Filmstart: 30. Juni 2023
DIE UNSCHÄRFERELATION DER LIEBE
Deutschland / 2022
Regie: Lars Kraume
Mit: Caroline Peters, Burghart Klaußner, Carmen-Maja Antoni
Als das noch ein (nicht sonderlich überzeugendes) Theaterstück war, hieß es „Heisenberg“ und stammte von dem britischen Vielschreiber Simon Stephens. Wenn es nun unter dem Titel „Die Unschärferelation der Liebe“ (Unschärfe! Heisenberg! Im übrigen ist von ihm nicht die Rede) auf die Leinwand kommt, hat das nur einen Grund: .die Idealbesetzung mit Caroline Peters und Burghart Klaußner, die ihre Rollen in Düsseldorf kreiert haben und damit auf Reisen gingen (u.a. konnte man sie damit 2018 auch im Wiener Akademietheater sehen). Als Stück hat es trotzdem nicht überzeugt.
Regisseur Lars Kraume leistet vieles, um den Filmauftritt der durch und durch künstlichen Geschichte einigermaßen erträglich zu machen. Er versetzte sie von England nach Berlin und musste sich nicht, wie auf dem Theater, mit allerlei Schauplatzwechseln plagen – im Kino ist alles da, U-Bahn Station, Fleischerei (hier gibt es eine Berliner Charge mit Carmen-Maja Antoni), Restaurant, Schule, am Ende sogar der Trip in die USA – wo Greta ihr armes Opfer eben vor sich hin treibt. Das nimmt einiges von der Mühseligkeit, die die Theaterfassung belastete.
Natürlich, dass die Figur der Greta ein Krampf bleibt, lässt sich nicht vermeiden. Eine notorische Dampfplauderin, Lügnerin, Stalkerin, die sich an Alexander, einen alten Fleischer mit eigenem Geschäft. hängt, der aus Höflichkeit nicht imstande ist, sie abzuschütteln – das muss man einmal aushalten. Und die Darstellerin muss es schaffen, die unerträgliche Quasselstrippe unwiderstehlich zu machen, so dass tatsächlich die Geschichte einer Annäherung zwischen einem pathologischen Fall von gesuchter Nähe und einem distanzierten Einzelgänger funktioniert. Wer könnte das besser als Caroline Peters (sicher eine der faszinierendsten Schauspielerinnen unserer Tage – und rätselhaft aus Kusejs Burgtheater verschwunden)?

• Aufgaben
1. Zähle alle Schauplätze auf, die die Filmkritik nach den Worten „im Kino ist alles da“ nennt.
2. Schreibe aus der Filmkritik den Abschnitt von „Regisseur Lars Kraume“ bis einschließlich „die Theaterfassung belastete.“ ab.

• Datenteil
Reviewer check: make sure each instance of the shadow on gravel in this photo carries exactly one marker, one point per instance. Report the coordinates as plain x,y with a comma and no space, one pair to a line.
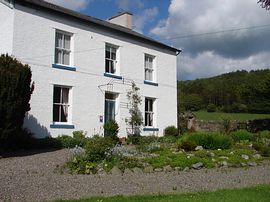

• Antworten
1. U-Bahn Station, Fleischerei, Restaurant, Schule, USA

2.
Regisseur Lars Kraume leistet vieles, um den Filmauftritt der durch und durch künstlichen Geschichte einigermaßen erträglich zu machen. Er versetzte sie von England nach Berlin und musste sich nicht, wie auf dem Theater, mit allerlei Schauplatzwechseln plagen – im Kino ist alles da, U-Bahn Station, Fleischerei (hier gibt es eine Berliner Charge mit Carmen-Maja Antoni), Restaurant, Schule, am Ende sogar der Trip in die USA – wo Greta ihr armes Opfer eben vor sich hin treibt. Das nimmt einiges von der Mühseligkeit, die die Theaterfassung belastete.